* **EXERCISE AIM**:
Pull out the lines from the one containing "outline metal flower wall art, every instance" through the last of the rows below, inclusive, and reproduce them verbatim.

* **PROVIDED DATA**:
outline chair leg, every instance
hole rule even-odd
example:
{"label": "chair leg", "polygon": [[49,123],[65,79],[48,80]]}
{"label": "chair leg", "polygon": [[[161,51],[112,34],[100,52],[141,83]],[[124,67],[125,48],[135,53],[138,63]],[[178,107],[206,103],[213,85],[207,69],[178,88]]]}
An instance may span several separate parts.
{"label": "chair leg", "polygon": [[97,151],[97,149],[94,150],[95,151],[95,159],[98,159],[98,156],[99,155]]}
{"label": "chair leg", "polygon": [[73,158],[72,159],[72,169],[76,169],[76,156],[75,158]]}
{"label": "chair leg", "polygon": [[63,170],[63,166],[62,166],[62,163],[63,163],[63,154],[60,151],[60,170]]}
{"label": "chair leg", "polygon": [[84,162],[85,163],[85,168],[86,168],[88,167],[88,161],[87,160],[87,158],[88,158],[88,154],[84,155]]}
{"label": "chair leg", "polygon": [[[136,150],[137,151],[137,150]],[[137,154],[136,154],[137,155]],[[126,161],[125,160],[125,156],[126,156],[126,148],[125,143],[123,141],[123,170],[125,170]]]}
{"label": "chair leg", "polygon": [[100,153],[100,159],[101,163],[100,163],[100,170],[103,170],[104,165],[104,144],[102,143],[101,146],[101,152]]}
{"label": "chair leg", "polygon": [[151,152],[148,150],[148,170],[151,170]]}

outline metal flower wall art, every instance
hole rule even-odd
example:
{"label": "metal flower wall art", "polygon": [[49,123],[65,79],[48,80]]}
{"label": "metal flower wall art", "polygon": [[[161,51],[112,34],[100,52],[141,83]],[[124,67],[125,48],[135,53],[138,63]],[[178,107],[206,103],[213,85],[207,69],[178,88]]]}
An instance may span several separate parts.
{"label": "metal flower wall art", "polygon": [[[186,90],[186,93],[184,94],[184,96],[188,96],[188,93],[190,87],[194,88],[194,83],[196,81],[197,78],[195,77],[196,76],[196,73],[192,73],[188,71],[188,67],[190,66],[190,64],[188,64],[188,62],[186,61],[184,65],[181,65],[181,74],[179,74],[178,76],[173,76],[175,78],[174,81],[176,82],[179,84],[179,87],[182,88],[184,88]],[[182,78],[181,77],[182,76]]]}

* **CORRECT ANSWER**:
outline metal flower wall art, every instance
hole rule even-odd
example:
{"label": "metal flower wall art", "polygon": [[49,123],[65,79],[48,80]]}
{"label": "metal flower wall art", "polygon": [[[161,51],[112,34],[100,52],[141,83]],[[124,67],[125,48],[135,53],[138,63]],[[178,107],[206,103],[213,85],[207,69],[178,88]]]}
An instance may span several separate parts.
{"label": "metal flower wall art", "polygon": [[[186,90],[186,93],[184,94],[184,96],[188,96],[188,93],[190,87],[194,88],[194,83],[196,81],[197,78],[195,77],[196,76],[196,73],[192,73],[188,71],[188,67],[190,66],[190,64],[188,64],[188,62],[186,61],[184,65],[181,65],[181,74],[179,74],[178,76],[173,76],[175,78],[174,81],[176,82],[179,84],[179,87],[182,88],[184,88]],[[182,78],[181,77],[182,76]]]}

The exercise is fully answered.